*ARTICLE*
▬▬▬
# ETL Pipeline for Immigration Data

This notebook demonstrates an ETL (Extract, Transform, Load) pipeline for immigration data. The pipeline includes:

1. Adding new records to the full dataset
2. Transforming the full dataset (enrichment, structural changes, categorization)
3. Extracting and transforming only the latest (incremental) record
4. Saving and displaying results as tables


In [1]:
import pandas as pd
from tabulate import tabulate

# Load the dataset
file_path ="K:\Code Projects\Cloned_Projects_From_Github\ETL_Extract_Justice_Chawanda_670444\Raw_Data\Immigration_Data.csv"
data = pd.read_csv(file_path)

# Display basic stats
print(f"Rows: {data.shape[0]}, Columns: {data.shape[1]}")
print(tabulate(data, headers='keys', tablefmt='grid'))

# Print extraction message
print(f"Extracted {data.shape[0]} rows fully.")
▬▬▬
*EXTRACTED INFORMATION*
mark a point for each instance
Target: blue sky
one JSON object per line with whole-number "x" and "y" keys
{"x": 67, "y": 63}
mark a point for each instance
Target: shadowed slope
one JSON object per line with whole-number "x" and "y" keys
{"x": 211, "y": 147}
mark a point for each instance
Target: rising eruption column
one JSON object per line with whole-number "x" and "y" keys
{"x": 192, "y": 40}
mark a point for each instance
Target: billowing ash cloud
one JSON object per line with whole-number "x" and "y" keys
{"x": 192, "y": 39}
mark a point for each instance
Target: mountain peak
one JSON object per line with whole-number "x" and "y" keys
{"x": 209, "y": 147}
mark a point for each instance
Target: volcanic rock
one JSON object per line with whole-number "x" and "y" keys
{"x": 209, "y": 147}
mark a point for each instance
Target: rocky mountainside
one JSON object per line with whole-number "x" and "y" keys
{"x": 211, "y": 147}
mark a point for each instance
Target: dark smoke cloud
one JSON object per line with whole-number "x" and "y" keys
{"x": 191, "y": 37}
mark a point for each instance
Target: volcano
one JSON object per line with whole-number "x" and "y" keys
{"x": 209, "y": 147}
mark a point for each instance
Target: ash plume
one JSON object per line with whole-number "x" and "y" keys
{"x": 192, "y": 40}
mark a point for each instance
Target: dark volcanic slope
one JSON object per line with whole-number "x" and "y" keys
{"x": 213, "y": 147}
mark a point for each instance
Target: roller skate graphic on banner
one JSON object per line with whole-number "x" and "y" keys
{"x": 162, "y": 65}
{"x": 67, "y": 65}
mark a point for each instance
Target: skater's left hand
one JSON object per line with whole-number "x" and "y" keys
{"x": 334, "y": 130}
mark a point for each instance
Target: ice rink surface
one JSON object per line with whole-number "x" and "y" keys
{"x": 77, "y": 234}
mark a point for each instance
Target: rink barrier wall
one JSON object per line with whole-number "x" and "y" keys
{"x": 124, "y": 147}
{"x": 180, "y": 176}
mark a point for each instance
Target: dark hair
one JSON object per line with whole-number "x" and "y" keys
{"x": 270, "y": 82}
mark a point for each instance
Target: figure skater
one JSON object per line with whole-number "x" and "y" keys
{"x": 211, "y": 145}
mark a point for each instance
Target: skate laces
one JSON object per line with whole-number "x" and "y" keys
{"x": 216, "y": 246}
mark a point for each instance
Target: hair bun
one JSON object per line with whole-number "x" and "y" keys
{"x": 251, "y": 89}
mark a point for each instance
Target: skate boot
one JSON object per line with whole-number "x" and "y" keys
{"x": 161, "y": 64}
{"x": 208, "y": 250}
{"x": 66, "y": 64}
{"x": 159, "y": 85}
▬▬▬
*DIRECTIONS FOR THIS TASK*
Reproduce the part of the immigration data ETL notebook that runs from "This notebook demonstrates" up to and including "structural changes, categorization)", unchanged.

*WRITTEN SOLUTION*
This notebook demonstrates an ETL (Extract, Transform, Load) pipeline for immigration data. The pipeline includes:

1. Adding new records to the full dataset
2. Transforming the full dataset (enrichment, structural changes, categorization)